• _EXCERPTED TEXT_:
Uric acid builds up in the blood when the body cannot excrete it efficiently, leading to painful gout attacks, kidney stones, and other complications. Current treatments often rely on drugs that block uric acid production, but these can have side effects and do not work for everyone.

 

For many years, uric acid degradation is known as occurring mainly through an oxidative pathway, in which uricase enzymes use oxygen to break the purine ring and convert uric acid into allantoin. Humans and higher primates lack functional uricase, which is why they are particularly prone to uric acid accumulation and gout.

 

A new study published in Life Metabolism reports an alternative “reductive pathway” that functions without oxygen. In this route, uric acid is first reduced to a newly identified metabolite, “yanthine”, and then further broken down by a sequence of reductive dearomatization and ring-cleaving reactions, ultimately yielding small molecules such as pyruvate and ammonia (Figure 1). This discovery revises the long-standing view of purine catabolism and highlights the metabolic versatility of gut bacteria in anaerobic environments.

• _ENTRIES PROVIDED_:
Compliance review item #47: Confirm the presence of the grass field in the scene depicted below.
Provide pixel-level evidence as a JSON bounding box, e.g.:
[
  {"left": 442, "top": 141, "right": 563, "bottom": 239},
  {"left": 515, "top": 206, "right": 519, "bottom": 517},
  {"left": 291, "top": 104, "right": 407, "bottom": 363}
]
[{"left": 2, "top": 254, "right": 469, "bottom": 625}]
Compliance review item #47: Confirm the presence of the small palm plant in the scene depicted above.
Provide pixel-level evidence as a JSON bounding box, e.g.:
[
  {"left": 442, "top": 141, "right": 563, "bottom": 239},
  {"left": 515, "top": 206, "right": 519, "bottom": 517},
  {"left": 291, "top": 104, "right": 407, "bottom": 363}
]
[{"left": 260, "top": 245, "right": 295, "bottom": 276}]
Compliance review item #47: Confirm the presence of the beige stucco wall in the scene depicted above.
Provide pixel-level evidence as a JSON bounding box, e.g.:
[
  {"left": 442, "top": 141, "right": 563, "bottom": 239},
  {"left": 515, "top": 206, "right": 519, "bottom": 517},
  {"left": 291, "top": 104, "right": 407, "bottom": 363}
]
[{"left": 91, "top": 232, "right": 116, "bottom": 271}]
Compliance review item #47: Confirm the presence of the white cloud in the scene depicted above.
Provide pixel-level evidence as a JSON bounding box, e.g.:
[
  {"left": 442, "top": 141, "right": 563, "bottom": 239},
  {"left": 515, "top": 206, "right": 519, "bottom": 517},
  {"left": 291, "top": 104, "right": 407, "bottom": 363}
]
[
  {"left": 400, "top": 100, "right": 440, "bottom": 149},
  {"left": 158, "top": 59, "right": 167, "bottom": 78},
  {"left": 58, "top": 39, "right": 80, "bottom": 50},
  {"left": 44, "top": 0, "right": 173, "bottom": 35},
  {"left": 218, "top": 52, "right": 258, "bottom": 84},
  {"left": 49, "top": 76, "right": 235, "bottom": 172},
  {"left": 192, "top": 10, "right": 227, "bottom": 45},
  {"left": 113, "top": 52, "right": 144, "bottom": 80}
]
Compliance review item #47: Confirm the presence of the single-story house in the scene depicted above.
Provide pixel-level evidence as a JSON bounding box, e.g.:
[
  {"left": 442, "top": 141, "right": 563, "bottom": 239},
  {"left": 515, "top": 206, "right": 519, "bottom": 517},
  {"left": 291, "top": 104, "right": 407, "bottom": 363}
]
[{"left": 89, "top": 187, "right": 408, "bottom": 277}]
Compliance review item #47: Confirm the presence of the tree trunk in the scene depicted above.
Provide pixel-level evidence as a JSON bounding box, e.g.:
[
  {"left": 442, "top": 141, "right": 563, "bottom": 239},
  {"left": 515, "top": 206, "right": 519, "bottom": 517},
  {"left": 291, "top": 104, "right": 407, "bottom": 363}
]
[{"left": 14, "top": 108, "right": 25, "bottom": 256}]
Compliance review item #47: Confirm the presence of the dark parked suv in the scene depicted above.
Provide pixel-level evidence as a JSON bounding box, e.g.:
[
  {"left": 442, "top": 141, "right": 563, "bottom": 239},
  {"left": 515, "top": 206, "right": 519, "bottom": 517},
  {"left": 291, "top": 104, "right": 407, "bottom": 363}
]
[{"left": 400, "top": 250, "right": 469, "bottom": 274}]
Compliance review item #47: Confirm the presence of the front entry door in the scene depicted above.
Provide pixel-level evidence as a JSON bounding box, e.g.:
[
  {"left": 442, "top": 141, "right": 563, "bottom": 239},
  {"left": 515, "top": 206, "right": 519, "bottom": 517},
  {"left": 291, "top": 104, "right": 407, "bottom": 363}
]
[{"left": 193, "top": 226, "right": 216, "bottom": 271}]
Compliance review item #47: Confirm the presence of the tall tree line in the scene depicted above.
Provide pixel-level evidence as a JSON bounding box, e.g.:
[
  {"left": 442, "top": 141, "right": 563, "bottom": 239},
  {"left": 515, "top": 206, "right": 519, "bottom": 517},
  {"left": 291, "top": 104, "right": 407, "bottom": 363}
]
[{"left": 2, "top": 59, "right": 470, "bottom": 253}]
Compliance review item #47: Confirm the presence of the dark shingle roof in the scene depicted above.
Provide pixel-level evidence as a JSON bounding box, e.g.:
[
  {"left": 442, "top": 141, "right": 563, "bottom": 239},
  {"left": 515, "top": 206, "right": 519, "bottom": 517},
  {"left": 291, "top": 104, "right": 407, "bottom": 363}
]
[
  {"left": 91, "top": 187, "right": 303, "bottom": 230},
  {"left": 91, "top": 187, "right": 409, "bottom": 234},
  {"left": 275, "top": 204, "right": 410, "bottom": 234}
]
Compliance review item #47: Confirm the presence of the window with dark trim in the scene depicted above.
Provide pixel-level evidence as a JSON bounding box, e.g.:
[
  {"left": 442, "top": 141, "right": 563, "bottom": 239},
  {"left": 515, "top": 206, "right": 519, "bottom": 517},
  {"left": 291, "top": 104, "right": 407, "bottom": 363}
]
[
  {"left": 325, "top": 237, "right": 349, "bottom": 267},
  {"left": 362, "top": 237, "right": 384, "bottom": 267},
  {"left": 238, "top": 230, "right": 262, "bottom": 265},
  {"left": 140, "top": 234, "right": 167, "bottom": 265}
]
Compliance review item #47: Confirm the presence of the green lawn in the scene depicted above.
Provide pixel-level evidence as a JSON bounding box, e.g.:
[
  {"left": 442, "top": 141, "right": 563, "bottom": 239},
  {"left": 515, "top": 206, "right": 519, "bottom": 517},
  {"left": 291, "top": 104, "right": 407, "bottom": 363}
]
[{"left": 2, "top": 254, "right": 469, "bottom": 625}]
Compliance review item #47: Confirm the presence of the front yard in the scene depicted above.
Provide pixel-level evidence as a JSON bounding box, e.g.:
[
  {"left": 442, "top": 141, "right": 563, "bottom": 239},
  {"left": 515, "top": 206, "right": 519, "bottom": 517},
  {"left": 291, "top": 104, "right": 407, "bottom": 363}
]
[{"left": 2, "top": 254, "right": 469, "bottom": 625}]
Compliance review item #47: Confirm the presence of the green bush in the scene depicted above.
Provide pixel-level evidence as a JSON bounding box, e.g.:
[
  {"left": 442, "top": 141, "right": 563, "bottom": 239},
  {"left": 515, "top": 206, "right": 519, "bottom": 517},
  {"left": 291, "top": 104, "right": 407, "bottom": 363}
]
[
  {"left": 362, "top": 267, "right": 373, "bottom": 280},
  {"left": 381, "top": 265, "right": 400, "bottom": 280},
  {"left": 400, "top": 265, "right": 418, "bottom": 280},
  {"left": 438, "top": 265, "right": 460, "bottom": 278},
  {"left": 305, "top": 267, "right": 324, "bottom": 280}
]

• _TASK SET_:
- a) Answer these from the uric acid passage:
(i) In the oxidative pathway, what do uricase enzymes use to break the purine ring, and what is uric acid converted into?
(ii) In which journal was the study on the reductive pathway published?
(iii) What name is given to the newly identified metabolite that uric acid is first reduced to?
- b) Carry on the uric acid passage, starting after its final sentence.

• _ANSWERS PER TASK_:
- a)
(i) Oxygen; allantoin.
(ii) Life Metabolism.
(iii) Yanthine.

- b)
Importantly, the study also detected “yanthine” circulating in human blood, with significantly higher levels in patients with gout compared with healthy individuals. This suggests that “yanthine” could serve as a biomarker for diagnosing or monitoring uric acid-related disorders. To explore therapeutic potential, the team engineered a probiotic strain of Escherichia coli to constitutively activate the reductive pathway. In a uricase-deficient mouse model of hyperuricemia, oral administration of this engineered strain significantly lowered blood uric acid levels, alleviated kidney injury, and remained stably colonized in the gut.

 

Together, these findings establish the reductive uric acid pathway as a major addition to the known repertoire of microbial metabolism. The work not only advances fundamental understanding of purine degradation but also points towards practical applications in biomarker discovery and the development of probiotic-based strategies to help control gout.